= SET PROBLEM =
Find each line in the entries that contains the word "task", and copy those lines out in full.

— START STORED DATA —

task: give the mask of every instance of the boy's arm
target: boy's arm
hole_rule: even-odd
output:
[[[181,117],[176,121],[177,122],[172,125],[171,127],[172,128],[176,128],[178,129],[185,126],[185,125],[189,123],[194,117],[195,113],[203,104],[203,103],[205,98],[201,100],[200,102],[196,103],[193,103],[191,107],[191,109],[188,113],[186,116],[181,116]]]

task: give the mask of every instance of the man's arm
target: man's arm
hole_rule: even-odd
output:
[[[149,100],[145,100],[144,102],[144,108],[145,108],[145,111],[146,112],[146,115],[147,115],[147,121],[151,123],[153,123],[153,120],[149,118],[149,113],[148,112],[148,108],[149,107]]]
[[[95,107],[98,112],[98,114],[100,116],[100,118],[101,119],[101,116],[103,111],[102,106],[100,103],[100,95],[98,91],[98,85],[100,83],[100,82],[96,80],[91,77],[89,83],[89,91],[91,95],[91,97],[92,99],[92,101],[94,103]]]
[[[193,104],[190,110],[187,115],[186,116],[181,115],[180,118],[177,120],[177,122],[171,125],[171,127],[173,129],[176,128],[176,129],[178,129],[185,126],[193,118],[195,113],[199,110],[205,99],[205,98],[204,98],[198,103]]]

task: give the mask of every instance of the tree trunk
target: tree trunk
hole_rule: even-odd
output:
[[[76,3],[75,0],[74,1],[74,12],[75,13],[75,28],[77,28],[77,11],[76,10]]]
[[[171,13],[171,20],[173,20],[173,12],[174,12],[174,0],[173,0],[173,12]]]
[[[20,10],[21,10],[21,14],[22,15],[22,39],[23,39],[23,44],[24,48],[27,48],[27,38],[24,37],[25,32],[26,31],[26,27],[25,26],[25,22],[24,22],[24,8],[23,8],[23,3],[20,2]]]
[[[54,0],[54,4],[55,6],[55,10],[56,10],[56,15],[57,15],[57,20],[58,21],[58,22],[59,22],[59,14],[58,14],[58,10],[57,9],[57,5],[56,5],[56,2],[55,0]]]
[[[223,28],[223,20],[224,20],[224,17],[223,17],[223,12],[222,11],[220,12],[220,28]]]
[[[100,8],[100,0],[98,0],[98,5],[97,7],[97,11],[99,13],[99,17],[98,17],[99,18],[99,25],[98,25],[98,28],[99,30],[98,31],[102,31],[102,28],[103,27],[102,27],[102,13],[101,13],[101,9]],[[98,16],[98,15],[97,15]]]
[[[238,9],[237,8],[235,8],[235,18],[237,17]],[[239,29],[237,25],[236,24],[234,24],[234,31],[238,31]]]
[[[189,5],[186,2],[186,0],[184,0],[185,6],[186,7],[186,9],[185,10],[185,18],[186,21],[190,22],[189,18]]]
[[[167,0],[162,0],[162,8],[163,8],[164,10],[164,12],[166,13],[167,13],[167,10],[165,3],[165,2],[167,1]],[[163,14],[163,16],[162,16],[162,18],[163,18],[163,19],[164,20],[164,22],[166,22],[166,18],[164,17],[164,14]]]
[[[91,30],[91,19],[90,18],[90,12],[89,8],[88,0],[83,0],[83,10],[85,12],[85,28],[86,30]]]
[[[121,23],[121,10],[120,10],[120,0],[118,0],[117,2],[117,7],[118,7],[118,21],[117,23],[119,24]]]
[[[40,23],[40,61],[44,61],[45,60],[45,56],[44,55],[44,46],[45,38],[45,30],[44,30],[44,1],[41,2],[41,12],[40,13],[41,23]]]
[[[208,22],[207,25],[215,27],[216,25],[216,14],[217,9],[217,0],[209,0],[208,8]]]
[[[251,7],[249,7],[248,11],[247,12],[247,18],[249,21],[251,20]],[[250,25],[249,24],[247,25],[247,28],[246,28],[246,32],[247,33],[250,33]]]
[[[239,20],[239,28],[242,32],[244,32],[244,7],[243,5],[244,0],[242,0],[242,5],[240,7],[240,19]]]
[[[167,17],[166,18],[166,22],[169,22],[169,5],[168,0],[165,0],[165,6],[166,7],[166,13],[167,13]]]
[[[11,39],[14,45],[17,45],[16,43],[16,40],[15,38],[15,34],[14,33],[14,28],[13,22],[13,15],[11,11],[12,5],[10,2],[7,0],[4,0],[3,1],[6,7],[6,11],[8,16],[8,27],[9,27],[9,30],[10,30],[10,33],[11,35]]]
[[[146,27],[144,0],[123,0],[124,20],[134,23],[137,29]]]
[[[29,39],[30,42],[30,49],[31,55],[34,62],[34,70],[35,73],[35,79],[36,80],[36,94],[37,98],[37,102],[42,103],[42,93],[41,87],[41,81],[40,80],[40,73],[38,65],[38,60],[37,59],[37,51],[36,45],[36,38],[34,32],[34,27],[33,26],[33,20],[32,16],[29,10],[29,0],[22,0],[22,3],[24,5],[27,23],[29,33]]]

— END STORED DATA —

= FULL SOLUTION =
task: give the mask of every instance of the boy's arm
task: give the mask of every instance of the man's arm
task: give the mask of every instance of the tree trunk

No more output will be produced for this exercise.